ENTRIES PROVIDED Start Marker

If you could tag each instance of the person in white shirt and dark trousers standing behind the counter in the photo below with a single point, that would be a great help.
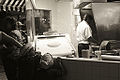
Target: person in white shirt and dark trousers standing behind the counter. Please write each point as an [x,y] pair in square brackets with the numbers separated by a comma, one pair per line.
[84,34]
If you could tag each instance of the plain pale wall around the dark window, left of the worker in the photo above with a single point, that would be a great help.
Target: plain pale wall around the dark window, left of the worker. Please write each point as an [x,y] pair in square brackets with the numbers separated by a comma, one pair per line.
[62,18]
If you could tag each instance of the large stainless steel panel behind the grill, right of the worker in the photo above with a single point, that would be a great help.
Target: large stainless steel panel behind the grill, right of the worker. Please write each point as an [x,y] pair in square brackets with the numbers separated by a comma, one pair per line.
[107,19]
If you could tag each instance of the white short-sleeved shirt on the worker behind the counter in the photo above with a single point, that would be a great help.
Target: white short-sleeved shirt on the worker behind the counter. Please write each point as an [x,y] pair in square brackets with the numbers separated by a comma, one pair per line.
[83,32]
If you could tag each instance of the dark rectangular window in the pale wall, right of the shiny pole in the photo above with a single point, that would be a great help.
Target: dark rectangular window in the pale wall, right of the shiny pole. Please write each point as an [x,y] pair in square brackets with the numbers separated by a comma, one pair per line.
[42,21]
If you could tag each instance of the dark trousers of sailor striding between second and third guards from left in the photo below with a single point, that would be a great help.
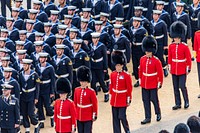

ENTRIES PROVIDED End Marker

→ TASK REQUIREMENTS:
Would you copy out all the data exactly, without the images?

→ PROBLEM SOLUTION:
If you could tag each instance of the person in white shirt and dark trousers standing behind the counter in the photo below with a single point, that would be a great help.
Target: person in white shirt and dark trousers standing behind the counter. Please write each point as an [x,y] pair in square brackets with the numbers separated by a comma, one pair per line.
[84,34]
If you could tag each instance of the plain pale wall around the dark window, left of the worker in the photo above with a single point, that would be a great help.
Target: plain pale wall around the dark window, left of the worker. Please write each point as an [x,y] pair in square brackets with the numbers separated by a comma, one pair per line.
[62,18]
If you could tag each instance of the large stainless steel panel behind the grill, right of the worker in the photo above with a single point, that would be a great help.
Target: large stainless steel panel behind the grill, right of the worker. Please write each point as an [x,y] pair in square brackets with the numbers separated by a comma, one pair per line.
[107,19]
If you could tag each instance of the white short-sleeved shirt on the worker behind the counter in the photo above with a single point, that would be a great help.
Target: white short-sleeved shirt on the worker behind the counter. Please write each point as an [x,y] pair in square brackets with the numbers separated by a comma, one pair per line.
[83,32]
If you could tag each instance of the dark rectangular window in the pale wall, right of the shiny pole in the photo above with a single point, that would be a great help.
Target: dark rectangular window in the pale wall, right of the shiny pole. Please write each point as an [x,y] pair in square brackets with the numbers separated by a comma, one pair per line.
[42,21]
If you could tag each instance of the dark trousers of sailor striding between second and third guards from left in the photo below with a single point, that would be a great help.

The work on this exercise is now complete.